### Task 1:
Copy the pollution-in-trade passage from "The production of goods" to "flows of pollution.", inclusive, and rename every "material flow analysis" in that stretch to "material flow accounting".
### Task 2:
In the passage on pollution embodied in trade, which material is given as an example of what traditional material flow analysis traces around the globe?

### Selection:

==*==

The production of goods and services generates pollution through production processes and through the energy consumption required in production. The cumulative pollution emitted through the entire chain of production, starting from resource extraction to final sale, is said to be “embodied” in that product. If the product is further traded across national borders, then this is “pollution embodied in trade”.
The concept of pollution embodied in trade shares many characteristics with material flow analysis. In traditional material flow analysis the physical flow of the material of interest, iron for example, is traced around the globe. For pollution embodied in trade, the pollutant is not physically a part of the traded product, but rather the pollution emitted in the production of that product. Consequently, some published research refers to “hidden” or “virtual” flows of pollution.

==*==

### Supplied material:

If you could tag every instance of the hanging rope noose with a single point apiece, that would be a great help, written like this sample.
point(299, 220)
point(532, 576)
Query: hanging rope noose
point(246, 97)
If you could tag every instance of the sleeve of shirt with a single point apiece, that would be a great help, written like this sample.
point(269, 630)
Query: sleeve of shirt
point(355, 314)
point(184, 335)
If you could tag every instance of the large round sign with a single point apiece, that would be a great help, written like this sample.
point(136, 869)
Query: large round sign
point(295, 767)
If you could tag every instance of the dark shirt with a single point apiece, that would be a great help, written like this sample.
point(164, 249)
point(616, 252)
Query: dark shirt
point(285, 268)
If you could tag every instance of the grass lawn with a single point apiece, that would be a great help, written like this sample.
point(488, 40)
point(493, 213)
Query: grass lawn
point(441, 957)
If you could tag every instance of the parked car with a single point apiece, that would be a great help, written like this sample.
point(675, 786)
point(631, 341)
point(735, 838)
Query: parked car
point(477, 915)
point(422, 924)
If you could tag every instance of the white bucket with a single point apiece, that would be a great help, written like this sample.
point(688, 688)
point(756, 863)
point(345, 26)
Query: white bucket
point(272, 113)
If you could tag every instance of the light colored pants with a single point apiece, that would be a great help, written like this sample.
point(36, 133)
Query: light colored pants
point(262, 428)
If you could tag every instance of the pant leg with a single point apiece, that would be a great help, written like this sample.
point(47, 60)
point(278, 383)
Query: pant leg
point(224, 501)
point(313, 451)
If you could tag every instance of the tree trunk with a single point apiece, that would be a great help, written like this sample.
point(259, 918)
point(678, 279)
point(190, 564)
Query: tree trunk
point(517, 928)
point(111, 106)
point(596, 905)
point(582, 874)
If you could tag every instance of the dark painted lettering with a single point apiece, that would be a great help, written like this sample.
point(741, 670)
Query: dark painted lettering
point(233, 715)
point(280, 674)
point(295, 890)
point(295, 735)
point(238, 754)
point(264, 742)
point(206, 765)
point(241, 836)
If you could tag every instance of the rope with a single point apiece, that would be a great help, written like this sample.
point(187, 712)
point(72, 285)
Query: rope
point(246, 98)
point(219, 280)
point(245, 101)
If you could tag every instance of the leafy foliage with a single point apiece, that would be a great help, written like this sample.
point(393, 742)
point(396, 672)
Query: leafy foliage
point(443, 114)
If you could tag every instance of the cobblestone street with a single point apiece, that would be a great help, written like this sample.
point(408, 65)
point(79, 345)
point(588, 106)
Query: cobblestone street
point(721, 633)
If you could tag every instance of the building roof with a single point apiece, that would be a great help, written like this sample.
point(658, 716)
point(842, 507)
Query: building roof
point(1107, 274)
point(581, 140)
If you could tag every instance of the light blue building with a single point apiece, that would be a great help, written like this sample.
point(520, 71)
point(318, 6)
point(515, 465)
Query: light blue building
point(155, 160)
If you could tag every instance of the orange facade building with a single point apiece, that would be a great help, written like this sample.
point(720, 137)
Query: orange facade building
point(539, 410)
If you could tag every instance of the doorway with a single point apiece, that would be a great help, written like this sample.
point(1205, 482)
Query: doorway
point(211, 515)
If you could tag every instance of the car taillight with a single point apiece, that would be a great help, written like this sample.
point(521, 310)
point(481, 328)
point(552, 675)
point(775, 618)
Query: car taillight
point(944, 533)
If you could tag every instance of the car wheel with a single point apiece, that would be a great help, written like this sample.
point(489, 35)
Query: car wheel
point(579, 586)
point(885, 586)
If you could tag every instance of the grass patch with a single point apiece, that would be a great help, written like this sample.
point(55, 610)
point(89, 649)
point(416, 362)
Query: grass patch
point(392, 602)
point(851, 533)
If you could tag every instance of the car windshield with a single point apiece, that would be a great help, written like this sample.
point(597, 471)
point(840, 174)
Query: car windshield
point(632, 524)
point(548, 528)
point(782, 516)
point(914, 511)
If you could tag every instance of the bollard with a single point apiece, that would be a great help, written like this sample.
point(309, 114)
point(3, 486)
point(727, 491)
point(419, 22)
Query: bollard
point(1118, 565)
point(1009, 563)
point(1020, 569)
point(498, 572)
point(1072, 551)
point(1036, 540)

==*==

### Written reply 1:
The production of goods and services generates pollution through production processes and through the energy consumption required in production. The cumulative pollution emitted through the entire chain of production, starting from resource extraction to final sale, is said to be “embodied” in that product. If the product is further traded across national borders, then this is “pollution embodied in trade”.
The concept of pollution embodied in trade shares many characteristics with material flow accounting. In traditional material flow accounting the physical flow of the material of interest, iron for example, is traced around the globe. For pollution embodied in trade, the pollutant is not physically a part of the traded product, but rather the pollution emitted in the production of that product. Consequently, some published research refers to “hidden” or “virtual” flows of pollution.

### Written reply 2:
Iron.